*Set task*
Display every line of the items that contains the string "below". The match is case-sensitive.

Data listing
= = = =
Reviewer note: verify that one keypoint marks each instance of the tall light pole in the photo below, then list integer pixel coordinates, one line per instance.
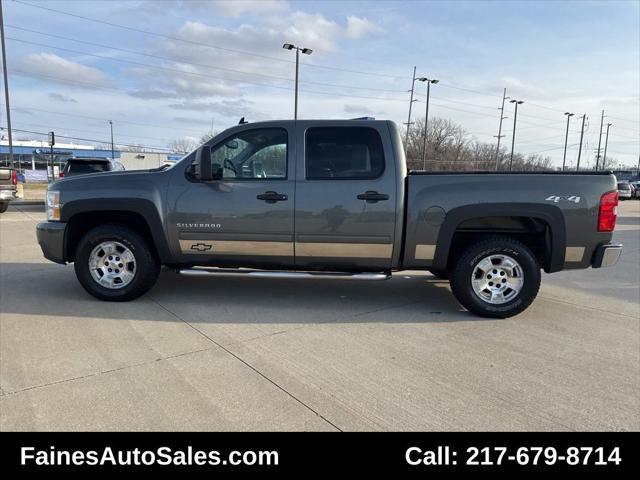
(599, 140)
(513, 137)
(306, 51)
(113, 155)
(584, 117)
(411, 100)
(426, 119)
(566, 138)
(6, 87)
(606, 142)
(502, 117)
= = = =
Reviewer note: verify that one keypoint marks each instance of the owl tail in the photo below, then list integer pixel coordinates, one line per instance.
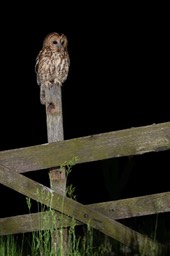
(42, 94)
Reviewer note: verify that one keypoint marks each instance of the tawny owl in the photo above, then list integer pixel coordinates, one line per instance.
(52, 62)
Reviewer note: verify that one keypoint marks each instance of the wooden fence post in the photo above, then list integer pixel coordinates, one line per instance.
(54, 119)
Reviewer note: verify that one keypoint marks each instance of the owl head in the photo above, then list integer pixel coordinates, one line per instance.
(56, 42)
= = = =
*Response to the exercise*
Reviewer note: verify that one keypoint marks each instance of the tall light pole in the photo below, then list integer pixel coordinates, one line per instance.
Reviewer note: verify that one keypoint marks each instance of the owl tail in the photo below, then list integer pixel coordinates, one line per instance.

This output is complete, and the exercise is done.